Copy out, exactly as written, only the line containing "of the large" and the lines after it through the end of the records.

+ + + + +

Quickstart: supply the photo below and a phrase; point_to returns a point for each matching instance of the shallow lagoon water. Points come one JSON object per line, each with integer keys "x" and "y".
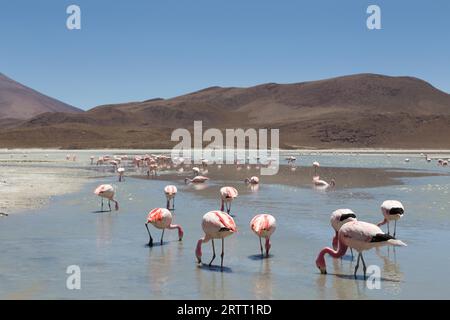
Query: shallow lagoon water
{"x": 38, "y": 245}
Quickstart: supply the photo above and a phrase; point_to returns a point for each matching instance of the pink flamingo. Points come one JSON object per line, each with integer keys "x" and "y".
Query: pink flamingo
{"x": 322, "y": 183}
{"x": 196, "y": 179}
{"x": 252, "y": 180}
{"x": 107, "y": 191}
{"x": 338, "y": 219}
{"x": 316, "y": 165}
{"x": 360, "y": 236}
{"x": 392, "y": 210}
{"x": 161, "y": 218}
{"x": 121, "y": 171}
{"x": 263, "y": 225}
{"x": 227, "y": 195}
{"x": 216, "y": 225}
{"x": 170, "y": 192}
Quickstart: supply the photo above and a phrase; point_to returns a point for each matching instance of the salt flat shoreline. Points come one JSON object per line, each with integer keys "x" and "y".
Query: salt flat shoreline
{"x": 28, "y": 188}
{"x": 308, "y": 150}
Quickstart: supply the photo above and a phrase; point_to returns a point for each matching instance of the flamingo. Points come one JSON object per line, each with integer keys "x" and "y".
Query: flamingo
{"x": 360, "y": 236}
{"x": 338, "y": 219}
{"x": 216, "y": 225}
{"x": 161, "y": 218}
{"x": 195, "y": 171}
{"x": 322, "y": 183}
{"x": 392, "y": 210}
{"x": 263, "y": 225}
{"x": 170, "y": 192}
{"x": 196, "y": 179}
{"x": 252, "y": 180}
{"x": 107, "y": 191}
{"x": 316, "y": 165}
{"x": 227, "y": 195}
{"x": 121, "y": 171}
{"x": 291, "y": 159}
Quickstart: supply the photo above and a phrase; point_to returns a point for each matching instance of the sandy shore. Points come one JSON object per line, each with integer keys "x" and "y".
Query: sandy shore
{"x": 28, "y": 187}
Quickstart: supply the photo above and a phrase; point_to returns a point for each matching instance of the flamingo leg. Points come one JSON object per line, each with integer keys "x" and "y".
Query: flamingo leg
{"x": 222, "y": 255}
{"x": 214, "y": 252}
{"x": 150, "y": 242}
{"x": 395, "y": 227}
{"x": 364, "y": 266}
{"x": 162, "y": 236}
{"x": 260, "y": 245}
{"x": 357, "y": 264}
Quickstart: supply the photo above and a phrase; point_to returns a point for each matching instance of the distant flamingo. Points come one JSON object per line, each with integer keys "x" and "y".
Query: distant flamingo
{"x": 291, "y": 159}
{"x": 227, "y": 195}
{"x": 195, "y": 171}
{"x": 197, "y": 179}
{"x": 322, "y": 183}
{"x": 170, "y": 192}
{"x": 161, "y": 218}
{"x": 107, "y": 191}
{"x": 216, "y": 225}
{"x": 338, "y": 219}
{"x": 392, "y": 210}
{"x": 252, "y": 180}
{"x": 263, "y": 225}
{"x": 360, "y": 236}
{"x": 121, "y": 171}
{"x": 316, "y": 165}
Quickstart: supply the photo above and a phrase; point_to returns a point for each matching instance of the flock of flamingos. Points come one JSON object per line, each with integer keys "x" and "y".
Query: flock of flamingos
{"x": 219, "y": 224}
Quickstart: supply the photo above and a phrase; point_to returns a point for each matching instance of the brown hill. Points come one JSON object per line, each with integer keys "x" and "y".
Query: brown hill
{"x": 20, "y": 102}
{"x": 364, "y": 110}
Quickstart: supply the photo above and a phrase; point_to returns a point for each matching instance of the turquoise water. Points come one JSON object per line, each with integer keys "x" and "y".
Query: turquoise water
{"x": 38, "y": 245}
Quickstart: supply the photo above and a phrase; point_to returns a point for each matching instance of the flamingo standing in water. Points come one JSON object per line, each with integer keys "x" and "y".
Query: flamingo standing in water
{"x": 322, "y": 184}
{"x": 316, "y": 165}
{"x": 360, "y": 236}
{"x": 392, "y": 210}
{"x": 216, "y": 225}
{"x": 252, "y": 180}
{"x": 106, "y": 191}
{"x": 170, "y": 192}
{"x": 338, "y": 219}
{"x": 197, "y": 179}
{"x": 263, "y": 225}
{"x": 227, "y": 195}
{"x": 121, "y": 171}
{"x": 161, "y": 218}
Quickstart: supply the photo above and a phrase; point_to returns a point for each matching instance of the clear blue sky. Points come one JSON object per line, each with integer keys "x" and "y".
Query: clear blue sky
{"x": 136, "y": 50}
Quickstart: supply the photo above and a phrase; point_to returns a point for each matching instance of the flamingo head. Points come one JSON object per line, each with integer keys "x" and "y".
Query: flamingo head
{"x": 320, "y": 263}
{"x": 180, "y": 233}
{"x": 198, "y": 251}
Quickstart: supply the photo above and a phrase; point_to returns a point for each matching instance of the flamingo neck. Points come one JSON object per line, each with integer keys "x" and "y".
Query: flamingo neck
{"x": 335, "y": 241}
{"x": 198, "y": 250}
{"x": 320, "y": 261}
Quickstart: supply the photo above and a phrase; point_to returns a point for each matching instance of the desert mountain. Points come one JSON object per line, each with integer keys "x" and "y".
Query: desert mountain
{"x": 364, "y": 110}
{"x": 20, "y": 102}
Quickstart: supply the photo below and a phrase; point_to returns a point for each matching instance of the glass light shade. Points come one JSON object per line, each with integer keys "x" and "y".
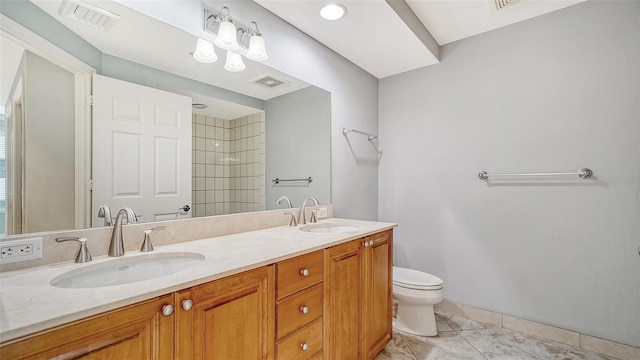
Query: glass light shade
{"x": 204, "y": 52}
{"x": 256, "y": 50}
{"x": 227, "y": 36}
{"x": 234, "y": 62}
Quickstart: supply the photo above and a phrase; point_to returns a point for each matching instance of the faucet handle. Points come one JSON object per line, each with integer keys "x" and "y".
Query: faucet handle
{"x": 146, "y": 244}
{"x": 293, "y": 221}
{"x": 83, "y": 253}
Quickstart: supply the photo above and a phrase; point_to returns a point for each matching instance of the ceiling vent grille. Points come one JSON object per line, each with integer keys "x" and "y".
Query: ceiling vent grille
{"x": 270, "y": 82}
{"x": 88, "y": 14}
{"x": 502, "y": 4}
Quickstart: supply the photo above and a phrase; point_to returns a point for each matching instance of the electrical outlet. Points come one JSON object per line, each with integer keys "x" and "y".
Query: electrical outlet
{"x": 20, "y": 250}
{"x": 322, "y": 213}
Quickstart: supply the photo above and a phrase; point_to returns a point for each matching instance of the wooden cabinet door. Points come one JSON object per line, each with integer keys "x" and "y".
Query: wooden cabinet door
{"x": 135, "y": 332}
{"x": 378, "y": 295}
{"x": 342, "y": 311}
{"x": 230, "y": 318}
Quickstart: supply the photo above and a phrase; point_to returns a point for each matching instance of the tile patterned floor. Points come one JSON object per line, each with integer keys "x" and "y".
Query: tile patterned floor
{"x": 462, "y": 339}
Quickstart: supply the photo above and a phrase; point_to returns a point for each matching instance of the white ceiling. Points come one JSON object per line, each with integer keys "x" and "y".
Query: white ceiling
{"x": 374, "y": 37}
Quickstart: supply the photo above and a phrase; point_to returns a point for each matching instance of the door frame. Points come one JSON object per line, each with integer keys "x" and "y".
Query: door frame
{"x": 82, "y": 77}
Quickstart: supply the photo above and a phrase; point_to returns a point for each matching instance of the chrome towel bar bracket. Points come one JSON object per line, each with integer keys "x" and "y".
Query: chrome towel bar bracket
{"x": 583, "y": 173}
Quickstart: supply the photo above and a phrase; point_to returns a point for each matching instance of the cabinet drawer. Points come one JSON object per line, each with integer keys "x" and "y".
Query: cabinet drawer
{"x": 290, "y": 274}
{"x": 290, "y": 313}
{"x": 291, "y": 347}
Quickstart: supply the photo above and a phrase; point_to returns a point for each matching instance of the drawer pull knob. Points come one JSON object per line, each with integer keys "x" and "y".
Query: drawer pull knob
{"x": 187, "y": 304}
{"x": 167, "y": 310}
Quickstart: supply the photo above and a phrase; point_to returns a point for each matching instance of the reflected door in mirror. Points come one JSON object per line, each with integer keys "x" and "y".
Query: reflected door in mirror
{"x": 141, "y": 150}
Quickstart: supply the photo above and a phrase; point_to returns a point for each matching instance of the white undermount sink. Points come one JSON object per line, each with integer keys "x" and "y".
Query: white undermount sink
{"x": 127, "y": 270}
{"x": 327, "y": 228}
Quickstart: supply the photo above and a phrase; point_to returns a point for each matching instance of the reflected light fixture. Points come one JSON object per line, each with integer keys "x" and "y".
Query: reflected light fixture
{"x": 333, "y": 11}
{"x": 234, "y": 62}
{"x": 204, "y": 52}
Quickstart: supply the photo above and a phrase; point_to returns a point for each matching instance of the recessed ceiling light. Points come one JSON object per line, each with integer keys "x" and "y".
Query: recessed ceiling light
{"x": 333, "y": 12}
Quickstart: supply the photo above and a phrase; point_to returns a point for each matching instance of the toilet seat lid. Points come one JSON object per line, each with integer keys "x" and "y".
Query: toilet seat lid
{"x": 415, "y": 279}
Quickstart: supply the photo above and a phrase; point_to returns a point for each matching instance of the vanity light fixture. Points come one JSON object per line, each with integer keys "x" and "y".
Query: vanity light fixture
{"x": 235, "y": 41}
{"x": 333, "y": 11}
{"x": 257, "y": 51}
{"x": 204, "y": 52}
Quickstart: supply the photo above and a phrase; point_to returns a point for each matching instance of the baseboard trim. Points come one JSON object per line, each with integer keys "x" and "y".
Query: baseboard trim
{"x": 568, "y": 337}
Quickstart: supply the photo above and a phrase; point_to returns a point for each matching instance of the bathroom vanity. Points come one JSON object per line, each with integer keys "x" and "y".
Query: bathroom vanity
{"x": 278, "y": 293}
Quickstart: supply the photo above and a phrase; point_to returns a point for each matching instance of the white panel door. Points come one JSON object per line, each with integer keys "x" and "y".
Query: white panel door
{"x": 141, "y": 150}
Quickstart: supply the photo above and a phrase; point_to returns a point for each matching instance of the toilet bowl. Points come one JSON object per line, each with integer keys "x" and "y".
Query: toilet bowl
{"x": 415, "y": 293}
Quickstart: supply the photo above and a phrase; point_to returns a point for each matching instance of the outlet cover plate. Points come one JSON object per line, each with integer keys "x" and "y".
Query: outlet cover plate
{"x": 20, "y": 250}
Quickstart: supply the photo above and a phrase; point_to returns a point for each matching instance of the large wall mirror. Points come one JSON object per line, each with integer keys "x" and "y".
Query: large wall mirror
{"x": 242, "y": 130}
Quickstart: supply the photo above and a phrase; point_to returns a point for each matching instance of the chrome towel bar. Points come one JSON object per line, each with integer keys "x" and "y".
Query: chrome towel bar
{"x": 583, "y": 173}
{"x": 370, "y": 137}
{"x": 278, "y": 180}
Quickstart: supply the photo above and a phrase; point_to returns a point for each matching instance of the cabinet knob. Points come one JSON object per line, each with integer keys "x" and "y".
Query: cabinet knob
{"x": 187, "y": 304}
{"x": 167, "y": 310}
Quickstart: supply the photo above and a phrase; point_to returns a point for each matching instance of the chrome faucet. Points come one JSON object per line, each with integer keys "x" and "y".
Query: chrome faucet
{"x": 301, "y": 218}
{"x": 105, "y": 212}
{"x": 284, "y": 198}
{"x": 83, "y": 252}
{"x": 116, "y": 247}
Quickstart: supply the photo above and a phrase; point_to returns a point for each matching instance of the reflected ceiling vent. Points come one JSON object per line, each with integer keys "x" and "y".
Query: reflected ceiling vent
{"x": 270, "y": 82}
{"x": 503, "y": 4}
{"x": 88, "y": 14}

+ + + + +

▸ EXERCISE ANSWER
Quickstart: supply the photo above and a phrase; point_to returns a point for each matching instance of the large wall mirror. Points come one JSON object per line, each with integer keys "x" and "y".
Query: large wall mirror
{"x": 242, "y": 130}
Quickstart: supply the photo above and a phrase; point_to returns a point for each matching instance of the chrome towel bar. Points come one JSON object per line, each with integer keys "x" and "y".
Query: chrome towel bar
{"x": 583, "y": 173}
{"x": 370, "y": 137}
{"x": 278, "y": 180}
Quickstart: supply the photo above and a phrase; point_to returns a point for each matching instance of the cabinet knob. Points come one JSON object per line, each with integer keys "x" and "y".
Query: cabinet knob
{"x": 187, "y": 304}
{"x": 167, "y": 310}
Quickstart: supply the photo above and a phrase; point_to returns a point for each matching instance of the chrome faucet. Points come one JSON object per line, each with integer keys "x" and "y".
Query: chrome faucet
{"x": 301, "y": 218}
{"x": 105, "y": 212}
{"x": 284, "y": 198}
{"x": 83, "y": 252}
{"x": 116, "y": 247}
Quickstart: supply the photo above and a phrase; point_to returns a point for each matching instance of the reflected ceiling vent. Points come one JSON object per line, each with integer keys "x" and "y".
Query: reflected ceiling vent
{"x": 270, "y": 82}
{"x": 503, "y": 4}
{"x": 88, "y": 14}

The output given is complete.